Rewrite the material below, putting "wildlife-tracking" wherever "possession-tracking" appears and keeping everything else the same. Leave the pictures out.
****************************************
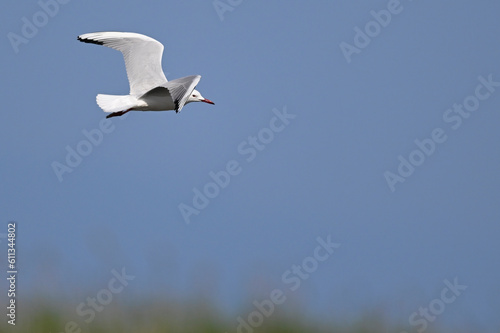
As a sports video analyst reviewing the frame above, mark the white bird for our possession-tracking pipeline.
[78,32,215,118]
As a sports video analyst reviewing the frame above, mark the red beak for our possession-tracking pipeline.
[201,98,215,105]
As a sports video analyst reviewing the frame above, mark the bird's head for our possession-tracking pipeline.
[186,89,215,104]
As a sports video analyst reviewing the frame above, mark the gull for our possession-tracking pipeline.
[78,31,215,118]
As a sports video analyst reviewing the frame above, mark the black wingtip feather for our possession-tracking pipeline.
[77,36,104,45]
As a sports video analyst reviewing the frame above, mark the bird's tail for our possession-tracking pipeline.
[96,94,137,112]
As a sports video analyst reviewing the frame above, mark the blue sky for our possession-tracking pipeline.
[0,0,500,332]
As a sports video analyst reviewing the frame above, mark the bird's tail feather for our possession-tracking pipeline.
[96,94,137,112]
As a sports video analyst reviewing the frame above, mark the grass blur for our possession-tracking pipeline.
[0,302,452,333]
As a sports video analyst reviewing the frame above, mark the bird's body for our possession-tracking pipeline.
[78,32,214,118]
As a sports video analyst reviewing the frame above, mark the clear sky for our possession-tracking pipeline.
[0,0,500,332]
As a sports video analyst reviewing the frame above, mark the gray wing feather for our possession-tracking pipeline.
[162,75,201,112]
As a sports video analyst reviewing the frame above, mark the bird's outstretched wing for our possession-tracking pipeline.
[163,75,201,112]
[78,32,168,96]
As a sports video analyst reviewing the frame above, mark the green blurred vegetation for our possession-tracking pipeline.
[0,301,456,333]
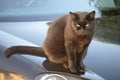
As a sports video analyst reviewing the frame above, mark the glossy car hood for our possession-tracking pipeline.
[0,31,104,80]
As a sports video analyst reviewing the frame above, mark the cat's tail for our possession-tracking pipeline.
[5,46,46,57]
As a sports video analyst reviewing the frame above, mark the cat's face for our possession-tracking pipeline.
[70,11,95,35]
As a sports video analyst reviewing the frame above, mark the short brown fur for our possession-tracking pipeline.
[5,11,95,73]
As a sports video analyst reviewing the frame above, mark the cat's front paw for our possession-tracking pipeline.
[5,48,11,58]
[79,68,86,74]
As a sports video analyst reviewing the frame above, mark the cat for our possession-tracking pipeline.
[5,11,95,73]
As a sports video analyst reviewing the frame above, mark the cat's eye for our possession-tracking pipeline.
[85,24,89,27]
[76,24,80,27]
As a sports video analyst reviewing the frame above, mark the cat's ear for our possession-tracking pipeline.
[70,12,79,20]
[87,11,95,21]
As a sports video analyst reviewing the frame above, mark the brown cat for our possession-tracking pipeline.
[5,11,95,73]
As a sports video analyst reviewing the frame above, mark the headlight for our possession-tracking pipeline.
[34,72,87,80]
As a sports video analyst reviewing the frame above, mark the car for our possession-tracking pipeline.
[0,0,120,80]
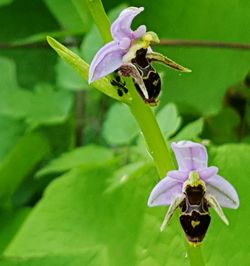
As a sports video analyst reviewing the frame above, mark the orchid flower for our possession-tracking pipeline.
[148,141,239,243]
[89,7,190,102]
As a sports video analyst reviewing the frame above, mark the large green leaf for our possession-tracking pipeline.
[0,84,73,127]
[5,145,250,265]
[156,103,181,138]
[103,103,139,145]
[37,145,114,176]
[44,0,90,32]
[0,208,30,254]
[203,144,250,266]
[173,118,204,141]
[26,84,73,126]
[2,164,188,266]
[0,132,49,207]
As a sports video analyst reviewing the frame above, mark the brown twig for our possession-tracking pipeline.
[159,39,250,50]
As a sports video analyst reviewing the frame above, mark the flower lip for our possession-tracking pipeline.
[148,141,239,209]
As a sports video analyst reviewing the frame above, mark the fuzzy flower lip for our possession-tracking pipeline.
[148,141,239,209]
[88,7,146,83]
****************************************
> _CORRECT RESULT_:
As a sports video analyst reviewing the frame above, mark the white bird for our wildlife-tracking pipeline.
[78,32,215,118]
As a sports video analyst reviewing the frame above, mark the red beak for our wildlife-tracking pipeline.
[201,98,215,105]
As a sports video analyst reviewing the frame above, mark the bird's head for our wildlife-tracking pipeline.
[186,89,215,104]
As a sports video analyst reviewing the frame above, mark the gull for our wildlife-tracking pipeline.
[78,31,215,118]
As a sports video analyst reviewing the frame above, mark the black wingtip feather for our wildlife-tracking pipeline.
[77,36,104,45]
As a sports video analyst reviewing the frame above, mark the bird's tail for our wildlife-tracking pipeline.
[96,94,137,112]
As a sports video analyst reviewing the frame above, mark the blue sky for our wildlife-tracking pipeline.
[0,0,500,332]
As a sports video analyst reviewing the frame above, mark the bird's tail feather for our wildlife-tracking pipeline.
[96,94,137,112]
As a sports video analyst reviewing the frame above, mark the grass blur for our wildlife-tracking pipeline.
[0,302,452,333]
As a sports video analyst reviewing the frame above, mark the bird's body for our wildlife-tracking pipeline.
[78,32,214,118]
As a sports video analyst reviewing the frame above, mark the clear sky for our wildlife-tracking pipeline.
[0,0,500,332]
As a sports video analyst reviewing the frame above, mark the gray wing feather for our wildlife-tracking pipeline.
[162,75,201,112]
As a sports video analyst reviewing the frame above, mark the bird's outstretched wing for our wildlife-tracking pipeline.
[163,75,201,112]
[78,32,168,96]
As a sports video analyst reviewing the frame above, mark the green blurred vegetation for our wildlife-tracking pipeline.
[0,301,456,333]
As a sports video analyst reviewing the frame above, mark the glossy car hood for our wildlife-tracking pipeline.
[0,31,104,80]
As a sports video analyst reviewing the frame above, mark the cat's tail for our wildlife-tracking pipeline.
[5,46,46,57]
As a sports video analyst reviewing the frame above, mark the cat's face for our wildlife-tracking pipeline.
[70,11,95,35]
As a sports video analyst reviewing the frame above, mark the short brown fur for our wildlife-tracking pipeline.
[5,11,95,73]
As a sports video analyst reviewing the frame above, mark the cat's front paw for our wildlife-tracking pipeline.
[5,48,11,58]
[79,68,86,74]
As a sports video analyst reviewing the frame above, mark the cat for our wildlife-tracking pipeline.
[5,11,95,73]
As a sports video analyst reviewing the frame above, mark the cat's eye for our wildlife-tracking pipeline.
[85,24,89,27]
[76,24,80,27]
As a sports video analyst reviewing the frame above, mark the cat's ear for our wildlife-tracking pipeline.
[70,12,79,20]
[87,11,95,21]
As a sports video analyst reviewing the frame above, mark the brown cat for our wildlife-tracking pipeline.
[5,11,95,73]
As a sports video analyst reviewing the frame above, mark the headlight for our wildlife-tracking pipeline.
[34,72,87,80]
As a sports video analyst reviewing the frame above, mark the car for our wildlife-tracking pipeline.
[0,0,120,80]
As a sports video analyst reviewing the frame above, mark the orchid flower for our wildlife-tracking pipeline.
[148,141,239,243]
[89,7,190,102]
As a sports video analyst reviewing the frame above, mark the large green leaf for our wildlife-tracking pipeline.
[0,84,73,127]
[5,145,250,265]
[156,103,181,138]
[103,103,139,145]
[37,145,114,176]
[44,0,90,32]
[0,208,30,254]
[203,144,250,266]
[173,118,204,141]
[26,84,73,126]
[2,164,188,266]
[0,132,49,207]
As a sports video analyst reviewing the frame above, mark the brown twig for our wildlife-tracking pipeline.
[159,39,250,50]
As a sports video analyst reviewing the frame above, mark the flower lip for our wildlife-tracking pipeline.
[148,141,239,209]
As a sports video analyst reviewing the frame above, mark the fuzzy flower lip for our wildlife-tracking pipeline.
[148,141,239,209]
[88,7,146,83]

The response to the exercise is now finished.